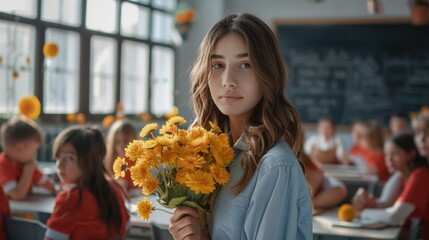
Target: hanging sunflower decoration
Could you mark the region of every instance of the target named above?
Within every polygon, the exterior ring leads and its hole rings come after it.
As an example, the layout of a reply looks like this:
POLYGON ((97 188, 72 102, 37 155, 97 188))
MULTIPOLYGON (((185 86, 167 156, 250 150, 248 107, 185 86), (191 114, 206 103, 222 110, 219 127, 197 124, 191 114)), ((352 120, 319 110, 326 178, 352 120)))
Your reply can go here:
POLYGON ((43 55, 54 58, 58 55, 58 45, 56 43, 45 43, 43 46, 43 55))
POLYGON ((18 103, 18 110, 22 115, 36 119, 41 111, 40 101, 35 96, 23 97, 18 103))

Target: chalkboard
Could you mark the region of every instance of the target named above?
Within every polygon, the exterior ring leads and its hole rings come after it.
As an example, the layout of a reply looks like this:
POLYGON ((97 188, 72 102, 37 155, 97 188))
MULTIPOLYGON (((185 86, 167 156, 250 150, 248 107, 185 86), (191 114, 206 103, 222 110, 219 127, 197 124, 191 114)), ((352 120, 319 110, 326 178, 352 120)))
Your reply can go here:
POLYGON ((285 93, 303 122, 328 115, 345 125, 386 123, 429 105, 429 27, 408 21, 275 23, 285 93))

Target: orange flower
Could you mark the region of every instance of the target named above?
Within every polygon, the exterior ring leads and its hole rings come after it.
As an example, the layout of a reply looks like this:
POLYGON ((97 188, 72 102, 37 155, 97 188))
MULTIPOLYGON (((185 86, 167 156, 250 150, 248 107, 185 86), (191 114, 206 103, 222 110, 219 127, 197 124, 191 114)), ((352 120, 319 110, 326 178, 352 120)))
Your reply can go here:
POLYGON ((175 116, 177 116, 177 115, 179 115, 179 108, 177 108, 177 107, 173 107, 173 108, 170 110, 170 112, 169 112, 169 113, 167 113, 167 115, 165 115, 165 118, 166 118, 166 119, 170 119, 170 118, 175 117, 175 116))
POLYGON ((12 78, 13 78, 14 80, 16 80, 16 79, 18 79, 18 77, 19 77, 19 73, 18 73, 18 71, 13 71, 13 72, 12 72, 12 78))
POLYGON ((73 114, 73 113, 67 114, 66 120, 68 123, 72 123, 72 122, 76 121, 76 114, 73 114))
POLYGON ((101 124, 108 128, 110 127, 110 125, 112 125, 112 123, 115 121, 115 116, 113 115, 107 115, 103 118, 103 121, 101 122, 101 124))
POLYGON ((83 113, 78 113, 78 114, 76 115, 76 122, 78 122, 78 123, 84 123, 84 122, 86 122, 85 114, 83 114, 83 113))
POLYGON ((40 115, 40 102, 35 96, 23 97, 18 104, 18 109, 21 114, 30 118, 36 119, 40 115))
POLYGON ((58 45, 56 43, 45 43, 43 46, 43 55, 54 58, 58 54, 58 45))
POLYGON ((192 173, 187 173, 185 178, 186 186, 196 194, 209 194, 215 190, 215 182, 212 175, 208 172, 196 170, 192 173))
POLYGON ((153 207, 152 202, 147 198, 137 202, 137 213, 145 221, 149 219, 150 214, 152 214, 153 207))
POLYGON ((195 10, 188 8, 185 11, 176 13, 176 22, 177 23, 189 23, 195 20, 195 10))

########

INSTRUCTIONS TO FOLLOW | Could you set down every record above exactly as written, leaving out the pictures?

ANSWER BOX |
Target: hanging sunflower decoration
Could you mark the region of every instance of the target named above?
Within every polygon, the exterior ring leads and its hole rings come after it.
As an example, the layout of a reply looks like this:
POLYGON ((97 188, 72 102, 37 155, 97 188))
MULTIPOLYGON (((185 86, 167 156, 250 150, 248 107, 185 86), (191 114, 206 103, 222 110, 219 127, 197 124, 191 114)), ((352 120, 319 110, 326 178, 352 120)))
Your reply can go here:
POLYGON ((43 55, 54 58, 58 55, 58 45, 56 43, 45 43, 43 46, 43 55))
POLYGON ((18 103, 18 110, 22 115, 36 119, 41 111, 40 101, 35 96, 23 97, 18 103))

Target: chalkboard
Could you mark the region of every instance of the target named above?
Within every polygon, the exterior ring leads and its hole rings come after it.
As an example, the layout of a reply looks like this:
POLYGON ((97 188, 72 102, 37 155, 97 188))
MULTIPOLYGON (((185 86, 167 156, 250 150, 248 107, 185 86), (191 114, 206 103, 222 110, 219 127, 197 124, 191 114)), ((352 120, 319 110, 326 178, 352 120)))
Your reply can go here:
POLYGON ((285 93, 303 122, 328 115, 345 125, 386 123, 429 105, 429 27, 408 21, 275 23, 285 93))

Target: orange flower
Could you mark the region of every instance of the target named above?
Within every polygon, the exterior ring leads and its hole rings come after it.
As an example, the layout of a reply looks like this:
POLYGON ((97 188, 72 102, 37 155, 97 188))
MULTIPOLYGON (((185 86, 167 156, 250 150, 248 107, 185 86), (191 114, 206 103, 222 110, 219 127, 197 124, 191 114)), ((352 120, 319 110, 326 178, 352 120)))
Your reply can go here:
POLYGON ((175 116, 177 116, 177 115, 179 115, 179 108, 177 108, 177 107, 173 107, 173 108, 170 110, 170 112, 169 112, 169 113, 167 113, 167 115, 165 115, 165 118, 166 118, 166 119, 170 119, 170 118, 175 117, 175 116))
POLYGON ((12 78, 13 78, 14 80, 16 80, 16 79, 18 79, 18 77, 19 77, 19 73, 18 73, 18 71, 13 71, 13 72, 12 72, 12 78))
POLYGON ((73 114, 73 113, 67 114, 66 120, 68 123, 72 123, 72 122, 76 121, 76 114, 73 114))
POLYGON ((101 124, 108 128, 110 127, 110 125, 112 125, 112 123, 115 121, 115 116, 113 115, 107 115, 103 118, 103 121, 101 122, 101 124))
POLYGON ((83 113, 78 113, 78 114, 76 115, 76 122, 78 122, 78 123, 84 123, 84 122, 86 122, 85 114, 83 114, 83 113))
POLYGON ((40 115, 40 102, 35 96, 23 97, 18 104, 18 109, 21 114, 30 118, 36 119, 40 115))
POLYGON ((58 45, 56 43, 45 43, 43 46, 43 55, 54 58, 58 54, 58 45))
POLYGON ((192 173, 187 173, 185 178, 186 186, 196 194, 209 194, 215 190, 215 182, 212 175, 208 172, 196 170, 192 173))
POLYGON ((153 207, 152 202, 147 198, 137 202, 137 213, 145 221, 149 219, 150 214, 152 214, 153 207))
POLYGON ((195 10, 188 8, 185 11, 176 13, 176 22, 177 23, 189 23, 195 20, 195 10))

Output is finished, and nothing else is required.